- [Task input]:
════════════════

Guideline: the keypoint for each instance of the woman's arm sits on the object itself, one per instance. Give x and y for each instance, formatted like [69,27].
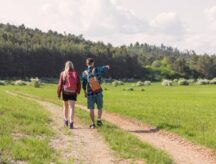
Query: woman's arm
[78,84]
[60,85]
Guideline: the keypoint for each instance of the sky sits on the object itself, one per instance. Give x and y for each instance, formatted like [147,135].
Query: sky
[183,24]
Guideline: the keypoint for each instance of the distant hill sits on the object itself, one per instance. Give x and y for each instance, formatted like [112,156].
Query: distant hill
[26,52]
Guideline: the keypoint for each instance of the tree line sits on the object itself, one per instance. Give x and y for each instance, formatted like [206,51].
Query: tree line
[26,52]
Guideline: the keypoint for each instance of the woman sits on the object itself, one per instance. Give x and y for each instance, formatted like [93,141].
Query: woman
[69,86]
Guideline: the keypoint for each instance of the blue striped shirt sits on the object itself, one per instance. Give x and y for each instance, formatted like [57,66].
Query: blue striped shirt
[99,71]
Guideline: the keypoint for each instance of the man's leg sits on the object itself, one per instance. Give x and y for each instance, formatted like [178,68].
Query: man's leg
[100,111]
[92,115]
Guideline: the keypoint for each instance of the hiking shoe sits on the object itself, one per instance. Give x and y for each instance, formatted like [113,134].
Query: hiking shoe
[66,122]
[71,125]
[99,123]
[92,126]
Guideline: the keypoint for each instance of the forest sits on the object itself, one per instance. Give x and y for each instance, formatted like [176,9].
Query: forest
[26,52]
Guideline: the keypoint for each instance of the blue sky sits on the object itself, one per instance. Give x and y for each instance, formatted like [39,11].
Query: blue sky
[185,24]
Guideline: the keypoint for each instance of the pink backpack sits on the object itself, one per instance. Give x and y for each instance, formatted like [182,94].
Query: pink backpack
[71,80]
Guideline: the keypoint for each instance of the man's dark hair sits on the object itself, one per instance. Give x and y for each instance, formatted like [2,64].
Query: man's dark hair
[89,61]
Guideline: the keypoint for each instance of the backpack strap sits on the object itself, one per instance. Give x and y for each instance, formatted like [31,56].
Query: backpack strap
[93,71]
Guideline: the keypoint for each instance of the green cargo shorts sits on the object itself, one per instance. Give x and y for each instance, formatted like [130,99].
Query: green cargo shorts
[95,99]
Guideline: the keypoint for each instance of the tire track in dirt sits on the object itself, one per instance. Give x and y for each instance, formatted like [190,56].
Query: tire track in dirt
[80,145]
[181,150]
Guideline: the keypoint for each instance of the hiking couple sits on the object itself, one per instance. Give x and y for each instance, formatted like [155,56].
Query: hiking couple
[69,87]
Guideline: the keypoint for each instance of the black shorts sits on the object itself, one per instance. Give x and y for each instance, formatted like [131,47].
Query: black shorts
[67,97]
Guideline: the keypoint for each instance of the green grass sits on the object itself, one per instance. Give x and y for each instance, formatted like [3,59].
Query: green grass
[24,131]
[189,111]
[124,144]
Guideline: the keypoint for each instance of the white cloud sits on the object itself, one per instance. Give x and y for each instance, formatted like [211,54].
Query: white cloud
[113,21]
[211,13]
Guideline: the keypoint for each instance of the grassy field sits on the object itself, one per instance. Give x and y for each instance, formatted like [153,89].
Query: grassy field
[24,131]
[189,111]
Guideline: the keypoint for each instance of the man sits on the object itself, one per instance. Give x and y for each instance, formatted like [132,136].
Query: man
[91,80]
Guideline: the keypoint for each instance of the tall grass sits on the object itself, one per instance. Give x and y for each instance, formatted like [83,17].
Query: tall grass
[24,131]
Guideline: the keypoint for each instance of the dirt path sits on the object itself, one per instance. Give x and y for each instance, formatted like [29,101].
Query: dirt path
[80,145]
[182,151]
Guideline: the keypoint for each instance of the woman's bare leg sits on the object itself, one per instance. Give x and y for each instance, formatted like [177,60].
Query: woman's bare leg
[71,107]
[65,109]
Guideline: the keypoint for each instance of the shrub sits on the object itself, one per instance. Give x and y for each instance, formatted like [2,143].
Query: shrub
[120,82]
[116,83]
[139,84]
[2,82]
[147,83]
[130,89]
[20,83]
[191,80]
[202,81]
[35,82]
[167,83]
[183,82]
[213,81]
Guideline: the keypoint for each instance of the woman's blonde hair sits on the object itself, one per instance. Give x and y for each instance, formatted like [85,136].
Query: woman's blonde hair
[68,66]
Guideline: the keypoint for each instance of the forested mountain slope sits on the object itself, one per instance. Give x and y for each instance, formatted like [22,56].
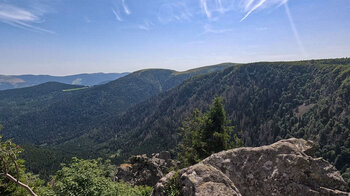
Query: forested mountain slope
[67,114]
[21,81]
[266,101]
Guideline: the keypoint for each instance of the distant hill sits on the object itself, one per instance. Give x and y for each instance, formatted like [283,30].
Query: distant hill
[62,115]
[141,113]
[264,101]
[20,81]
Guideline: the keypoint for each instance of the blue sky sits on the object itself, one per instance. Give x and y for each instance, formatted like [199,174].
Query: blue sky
[60,37]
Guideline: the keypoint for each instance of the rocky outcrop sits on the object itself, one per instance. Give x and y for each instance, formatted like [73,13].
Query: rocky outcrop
[143,170]
[282,168]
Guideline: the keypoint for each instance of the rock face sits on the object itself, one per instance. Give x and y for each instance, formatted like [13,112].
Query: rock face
[142,170]
[283,168]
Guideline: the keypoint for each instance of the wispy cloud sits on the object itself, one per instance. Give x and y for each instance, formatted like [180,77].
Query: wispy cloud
[249,6]
[209,29]
[174,11]
[126,8]
[146,26]
[214,7]
[116,14]
[21,18]
[204,6]
[253,8]
[295,31]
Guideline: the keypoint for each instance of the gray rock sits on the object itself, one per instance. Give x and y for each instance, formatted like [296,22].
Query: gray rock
[282,168]
[143,170]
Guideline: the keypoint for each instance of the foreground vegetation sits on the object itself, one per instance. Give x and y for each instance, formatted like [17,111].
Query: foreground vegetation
[266,101]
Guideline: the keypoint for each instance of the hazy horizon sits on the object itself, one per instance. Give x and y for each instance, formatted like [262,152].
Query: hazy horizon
[61,37]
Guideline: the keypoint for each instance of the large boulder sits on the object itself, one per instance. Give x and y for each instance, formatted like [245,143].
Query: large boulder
[283,168]
[143,170]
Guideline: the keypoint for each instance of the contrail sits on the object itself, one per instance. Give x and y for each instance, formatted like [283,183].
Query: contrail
[253,9]
[295,31]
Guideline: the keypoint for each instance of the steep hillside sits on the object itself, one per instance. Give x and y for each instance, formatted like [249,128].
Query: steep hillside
[266,101]
[70,113]
[20,81]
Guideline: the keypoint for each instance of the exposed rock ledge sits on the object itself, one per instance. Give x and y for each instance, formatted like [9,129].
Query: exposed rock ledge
[282,168]
[143,170]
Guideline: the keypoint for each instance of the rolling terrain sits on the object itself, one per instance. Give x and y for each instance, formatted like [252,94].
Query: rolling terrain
[21,81]
[264,101]
[142,112]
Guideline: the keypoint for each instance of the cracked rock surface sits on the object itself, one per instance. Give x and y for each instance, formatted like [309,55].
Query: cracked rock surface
[283,168]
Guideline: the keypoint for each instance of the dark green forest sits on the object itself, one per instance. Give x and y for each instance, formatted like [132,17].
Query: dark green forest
[142,112]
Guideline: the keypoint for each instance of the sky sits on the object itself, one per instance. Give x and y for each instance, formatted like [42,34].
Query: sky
[62,37]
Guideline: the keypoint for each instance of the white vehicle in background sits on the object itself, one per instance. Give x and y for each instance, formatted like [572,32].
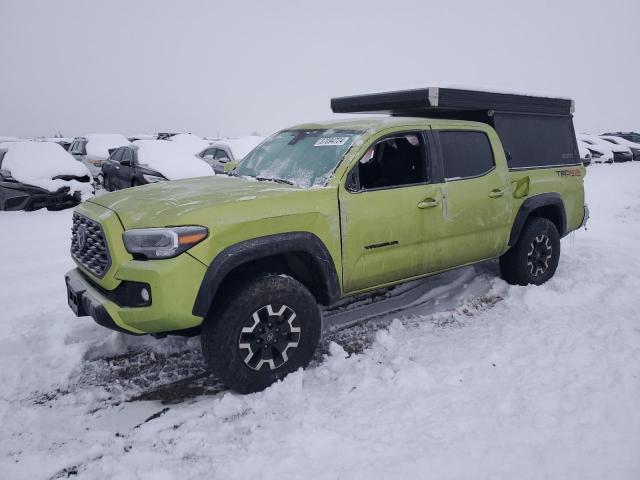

════════════════

- [What this task involves]: Identify every line of the material that contains the string "shirt" and copy each of those lines.

- [Full output]:
Guideline: the keypoint for each instance of the blue striped shirt sits on the object itself, one per instance. Give x and y for each instance, formatted like [57,66].
Query: blue striped shirt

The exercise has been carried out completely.